◆ **Written task**
Copy out the entire Big Pile of Mud article below, word for word.
* Start Excerpt *
Studio album by Deja Voodoo
- Released: 1988
- Recorded: 1988
- Genre: Garage rock
- Label: Og Music

Deja Voodoo chronology
| The Worst of Deja Voodoo (1987) | Big Pile of Mud (1988) | Live at The Backstage Club, Helsinki Finland (1989) |

= Big Pile of Mud =

Big Pile of Mud is an LP release by the Canadian garage-rock band Deja Voodoo. It would be their last release recorded in a studio.

There is a Greek version released by Didi Records that includes two bonus tracks: "Waiting for the Man," a Velvet Underground cover, and "I Wish That Cat Would Shut Up."

Professional ratings
Review scores
| Source | Rating |
| AllMusic | Star Half star |

==Production==
The band recorded the album for less than $150.

==Critical reception==
AllMusic wrote that "there is more of a relaxed feel on this album ... On the opening track, Gerard Van Herk sings about his girlfriend in true sludgebilly style, and elsewhere cuts down people who wear brown leather jackets or charge exorbitant prices for import albums."
* End Excerpt *
* Start Rows *
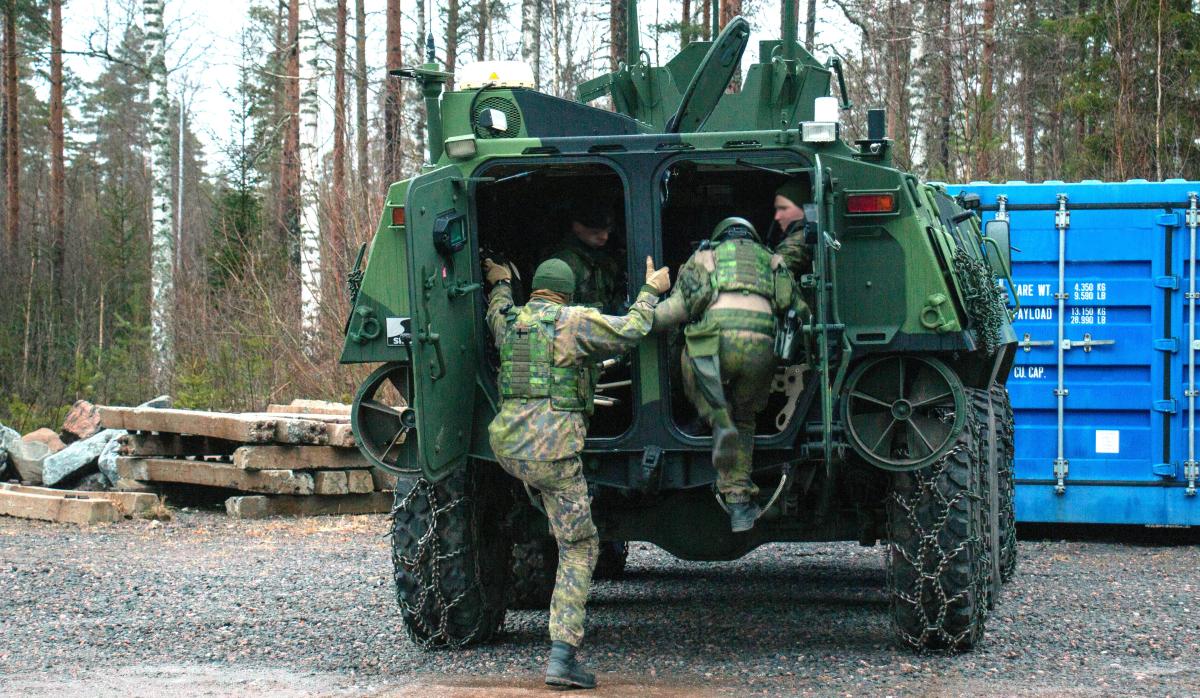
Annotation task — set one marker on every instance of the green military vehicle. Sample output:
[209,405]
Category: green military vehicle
[888,420]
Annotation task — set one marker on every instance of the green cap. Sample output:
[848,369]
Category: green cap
[735,227]
[555,275]
[792,190]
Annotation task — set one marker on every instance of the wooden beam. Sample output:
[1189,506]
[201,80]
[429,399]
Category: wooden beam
[127,503]
[317,505]
[58,509]
[214,475]
[298,458]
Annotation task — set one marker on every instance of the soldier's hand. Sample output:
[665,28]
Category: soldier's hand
[659,278]
[495,272]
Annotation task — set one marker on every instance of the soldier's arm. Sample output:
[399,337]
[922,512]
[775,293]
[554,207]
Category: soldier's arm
[598,336]
[498,304]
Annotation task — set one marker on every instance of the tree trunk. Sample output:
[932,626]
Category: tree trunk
[360,85]
[336,246]
[58,206]
[685,23]
[310,164]
[617,30]
[289,160]
[451,40]
[983,155]
[810,25]
[12,133]
[162,234]
[531,37]
[394,96]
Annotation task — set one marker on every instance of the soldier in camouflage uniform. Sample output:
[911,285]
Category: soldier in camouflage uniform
[731,292]
[599,277]
[790,217]
[549,350]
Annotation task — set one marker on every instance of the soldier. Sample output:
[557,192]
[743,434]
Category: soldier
[730,292]
[790,217]
[549,349]
[599,278]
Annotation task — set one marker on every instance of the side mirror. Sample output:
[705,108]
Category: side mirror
[999,247]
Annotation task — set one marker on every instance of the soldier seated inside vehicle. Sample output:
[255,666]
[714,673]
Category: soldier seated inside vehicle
[696,197]
[575,212]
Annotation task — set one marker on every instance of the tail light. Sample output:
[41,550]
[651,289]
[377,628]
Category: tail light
[871,203]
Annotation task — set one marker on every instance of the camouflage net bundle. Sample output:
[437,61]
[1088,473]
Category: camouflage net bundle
[937,560]
[450,577]
[984,300]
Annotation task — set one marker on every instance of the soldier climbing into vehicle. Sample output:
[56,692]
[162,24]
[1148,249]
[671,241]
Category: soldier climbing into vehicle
* End Rows *
◆ **Output**
Studio album by Deja Voodoo
- Released: 1988
- Recorded: 1988
- Genre: Garage rock
- Label: Og Music

Deja Voodoo chronology
| The Worst of Deja Voodoo (1987) | Big Pile of Mud (1988) | Live at The Backstage Club, Helsinki Finland (1989) |

= Big Pile of Mud =

Big Pile of Mud is an LP release by the Canadian garage-rock band Deja Voodoo. It would be their last release recorded in a studio.

There is a Greek version released by Didi Records that includes two bonus tracks: "Waiting for the Man," a Velvet Underground cover, and "I Wish That Cat Would Shut Up."

Professional ratings
Review scores
| Source | Rating |
| AllMusic | Star Half star |

==Production==
The band recorded the album for less than $150.

==Critical reception==
AllMusic wrote that "there is more of a relaxed feel on this album ... On the opening track, Gerard Van Herk sings about his girlfriend in true sludgebilly style, and elsewhere cuts down people who wear brown leather jackets or charge exorbitant prices for import albums."